====== Entries supplied ======

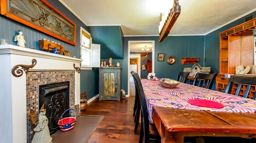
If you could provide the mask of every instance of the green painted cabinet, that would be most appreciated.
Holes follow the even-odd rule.
[[[100,100],[120,100],[120,67],[101,67],[99,69]]]

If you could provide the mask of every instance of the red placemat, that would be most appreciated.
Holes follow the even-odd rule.
[[[196,106],[211,108],[220,109],[224,107],[223,105],[221,103],[200,99],[190,99],[188,100],[188,102]]]

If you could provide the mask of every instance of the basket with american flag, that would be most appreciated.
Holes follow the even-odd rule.
[[[64,115],[65,113],[70,110],[73,110],[73,112],[72,112],[72,115],[70,115],[70,117],[62,119],[62,116]],[[73,113],[75,113],[75,117],[72,117]],[[59,125],[60,129],[60,130],[61,130],[61,131],[68,131],[74,128],[75,125],[75,123],[76,123],[76,112],[75,112],[75,110],[74,109],[69,108],[67,109],[67,110],[65,111],[61,115],[61,116],[60,117],[60,120],[58,122],[58,125]]]

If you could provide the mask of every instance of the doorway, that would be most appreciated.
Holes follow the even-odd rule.
[[[154,41],[128,41],[128,96],[135,96],[135,95],[134,82],[131,74],[131,71],[135,71],[135,67],[136,67],[136,71],[137,71],[136,72],[140,78],[146,78],[147,69],[145,69],[145,68],[142,69],[142,67],[143,65],[144,67],[146,67],[147,69],[148,67],[150,66],[148,66],[147,63],[150,63],[150,70],[152,68],[152,72],[154,72]],[[138,55],[139,55],[139,58],[138,57]],[[138,62],[137,62],[137,57]],[[136,62],[135,62],[135,58],[136,60]],[[133,60],[130,60],[133,59]],[[149,60],[146,60],[148,59]],[[135,64],[135,63],[136,64]]]

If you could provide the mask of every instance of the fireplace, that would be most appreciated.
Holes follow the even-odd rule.
[[[58,122],[62,114],[69,108],[69,81],[55,82],[39,86],[39,107],[44,104],[50,134],[59,129]],[[67,117],[65,114],[62,117]]]
[[[0,78],[4,81],[0,93],[5,95],[0,100],[0,108],[6,109],[0,116],[1,122],[4,123],[0,127],[0,133],[4,133],[1,134],[1,142],[31,142],[35,127],[29,113],[32,108],[38,114],[41,108],[40,85],[69,82],[69,91],[64,92],[69,93],[69,101],[65,101],[69,104],[67,108],[80,104],[80,74],[74,65],[80,67],[81,59],[11,45],[0,45],[0,55],[4,69],[0,71]],[[30,67],[32,59],[36,60],[36,64],[24,72],[22,69]],[[18,77],[11,71],[17,66],[24,71]]]

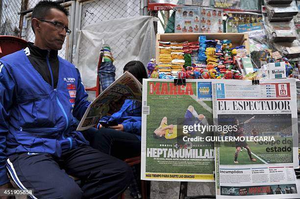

======

Your objective:
Begin at the line that has "fireplace, that would be most appreciated." and stop after the last of the rows. Write those lines out again, requests included, with every polygon vertex coordinate in the answers multiplied by 2.6 and rounded to a whole number (halves round up), and leave the pictures out.

Written solution:
If you could provide the mask of every instance of the fireplace, that would be most appreciated.
Holes follow the even-odd rule.
[[[151,317],[161,296],[179,281],[179,211],[143,213],[101,224],[101,278],[114,270],[130,348],[153,335]],[[174,304],[169,296],[161,304]]]
[[[0,203],[10,211],[0,242],[13,247],[0,260],[0,281],[16,283],[0,302],[3,317],[10,320],[0,330],[0,346],[10,346],[3,348],[3,369],[81,369],[91,330],[75,294],[83,281],[99,296],[107,281],[104,221],[179,213],[179,237],[166,239],[179,242],[179,263],[169,263],[179,270],[174,281],[208,270],[208,192],[192,169],[208,174],[211,153],[29,117],[0,117],[0,143],[10,179],[0,185]],[[78,174],[83,153],[94,156],[94,166],[62,187],[57,179]],[[47,200],[29,185],[44,172],[62,185]]]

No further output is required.